**DATA FOR THIS EXERCISE**:
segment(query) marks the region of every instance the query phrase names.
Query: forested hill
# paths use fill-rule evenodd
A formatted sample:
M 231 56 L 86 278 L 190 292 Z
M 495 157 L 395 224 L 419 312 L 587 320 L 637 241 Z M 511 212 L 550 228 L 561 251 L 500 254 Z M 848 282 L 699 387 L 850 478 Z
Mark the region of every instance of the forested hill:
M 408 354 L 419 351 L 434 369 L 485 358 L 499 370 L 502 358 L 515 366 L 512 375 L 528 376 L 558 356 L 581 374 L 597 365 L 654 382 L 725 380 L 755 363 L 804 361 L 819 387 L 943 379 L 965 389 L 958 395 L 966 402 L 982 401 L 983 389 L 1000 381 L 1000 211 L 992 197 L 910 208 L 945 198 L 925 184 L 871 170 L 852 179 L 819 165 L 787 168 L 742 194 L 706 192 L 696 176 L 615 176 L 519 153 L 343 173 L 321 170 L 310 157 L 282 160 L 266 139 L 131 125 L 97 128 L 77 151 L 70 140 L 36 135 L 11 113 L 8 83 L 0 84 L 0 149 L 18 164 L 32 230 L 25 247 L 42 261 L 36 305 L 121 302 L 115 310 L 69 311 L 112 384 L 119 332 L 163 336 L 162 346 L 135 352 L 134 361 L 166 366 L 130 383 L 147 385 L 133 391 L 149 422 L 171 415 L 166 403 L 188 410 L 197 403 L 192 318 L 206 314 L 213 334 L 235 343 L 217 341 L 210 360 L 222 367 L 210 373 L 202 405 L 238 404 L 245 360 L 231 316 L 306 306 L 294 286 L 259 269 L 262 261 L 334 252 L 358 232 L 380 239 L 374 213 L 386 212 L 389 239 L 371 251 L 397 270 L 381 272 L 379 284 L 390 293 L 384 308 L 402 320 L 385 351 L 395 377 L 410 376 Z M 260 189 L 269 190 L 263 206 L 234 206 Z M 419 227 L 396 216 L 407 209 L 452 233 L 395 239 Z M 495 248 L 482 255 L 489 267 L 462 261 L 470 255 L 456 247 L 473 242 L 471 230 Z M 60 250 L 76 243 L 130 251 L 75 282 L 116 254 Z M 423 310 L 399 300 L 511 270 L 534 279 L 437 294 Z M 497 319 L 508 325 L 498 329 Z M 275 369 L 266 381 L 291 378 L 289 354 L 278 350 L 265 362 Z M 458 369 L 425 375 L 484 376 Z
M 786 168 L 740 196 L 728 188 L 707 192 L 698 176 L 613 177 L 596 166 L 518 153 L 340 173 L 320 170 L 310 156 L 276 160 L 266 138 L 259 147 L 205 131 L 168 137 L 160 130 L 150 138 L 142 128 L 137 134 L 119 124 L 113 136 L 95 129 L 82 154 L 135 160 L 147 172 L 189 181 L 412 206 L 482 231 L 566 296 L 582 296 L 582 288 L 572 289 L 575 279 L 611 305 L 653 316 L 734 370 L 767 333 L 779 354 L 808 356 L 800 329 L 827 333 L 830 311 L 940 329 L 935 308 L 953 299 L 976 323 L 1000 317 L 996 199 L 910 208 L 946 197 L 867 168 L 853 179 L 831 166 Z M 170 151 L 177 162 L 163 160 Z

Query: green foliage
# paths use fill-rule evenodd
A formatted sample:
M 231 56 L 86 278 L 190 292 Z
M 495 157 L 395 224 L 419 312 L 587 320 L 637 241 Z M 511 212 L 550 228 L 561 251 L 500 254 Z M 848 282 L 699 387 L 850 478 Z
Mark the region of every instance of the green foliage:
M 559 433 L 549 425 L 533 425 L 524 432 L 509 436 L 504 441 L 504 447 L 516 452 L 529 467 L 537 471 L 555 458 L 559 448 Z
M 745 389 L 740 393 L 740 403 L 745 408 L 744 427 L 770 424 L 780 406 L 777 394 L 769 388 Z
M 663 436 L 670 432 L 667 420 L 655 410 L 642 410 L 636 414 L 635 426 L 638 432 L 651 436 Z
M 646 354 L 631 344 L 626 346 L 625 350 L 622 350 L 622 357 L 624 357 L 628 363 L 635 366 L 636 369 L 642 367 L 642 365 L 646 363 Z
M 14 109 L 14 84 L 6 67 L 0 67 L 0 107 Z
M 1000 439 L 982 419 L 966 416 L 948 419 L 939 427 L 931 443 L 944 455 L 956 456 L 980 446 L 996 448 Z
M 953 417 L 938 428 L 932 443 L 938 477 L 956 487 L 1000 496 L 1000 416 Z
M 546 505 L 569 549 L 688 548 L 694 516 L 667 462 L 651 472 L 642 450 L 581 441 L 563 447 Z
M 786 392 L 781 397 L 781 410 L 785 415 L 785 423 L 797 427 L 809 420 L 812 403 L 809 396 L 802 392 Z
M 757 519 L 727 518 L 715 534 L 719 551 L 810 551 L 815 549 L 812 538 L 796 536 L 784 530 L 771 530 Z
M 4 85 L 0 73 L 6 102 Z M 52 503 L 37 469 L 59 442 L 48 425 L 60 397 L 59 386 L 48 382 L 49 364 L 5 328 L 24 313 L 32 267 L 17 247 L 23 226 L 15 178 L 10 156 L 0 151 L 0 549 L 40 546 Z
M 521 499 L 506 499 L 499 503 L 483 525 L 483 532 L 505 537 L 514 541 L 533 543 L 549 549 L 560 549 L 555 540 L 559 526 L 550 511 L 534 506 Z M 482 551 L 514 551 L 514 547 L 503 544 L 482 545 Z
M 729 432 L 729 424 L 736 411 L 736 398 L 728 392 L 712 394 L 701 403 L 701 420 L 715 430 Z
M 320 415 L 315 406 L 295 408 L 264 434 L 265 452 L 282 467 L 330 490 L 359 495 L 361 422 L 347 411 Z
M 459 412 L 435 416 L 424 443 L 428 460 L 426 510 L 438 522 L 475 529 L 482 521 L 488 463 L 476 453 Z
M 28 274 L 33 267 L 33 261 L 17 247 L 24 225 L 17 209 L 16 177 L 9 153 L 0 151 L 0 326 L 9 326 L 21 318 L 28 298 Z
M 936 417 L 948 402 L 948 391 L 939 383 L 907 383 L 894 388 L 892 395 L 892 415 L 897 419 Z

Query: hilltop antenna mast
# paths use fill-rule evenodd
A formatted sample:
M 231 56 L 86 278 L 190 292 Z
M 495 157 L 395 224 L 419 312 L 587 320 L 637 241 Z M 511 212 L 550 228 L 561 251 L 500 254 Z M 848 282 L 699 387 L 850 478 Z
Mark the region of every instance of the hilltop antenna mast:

**DIRECTIONS FOR THIS TASK**: Check every line of the records, and copy the ones that hold the word "mast".

**ANSWER SECTION**:
Query: hilltop antenna mast
Mark the region of every instance of the hilltop antenna mast:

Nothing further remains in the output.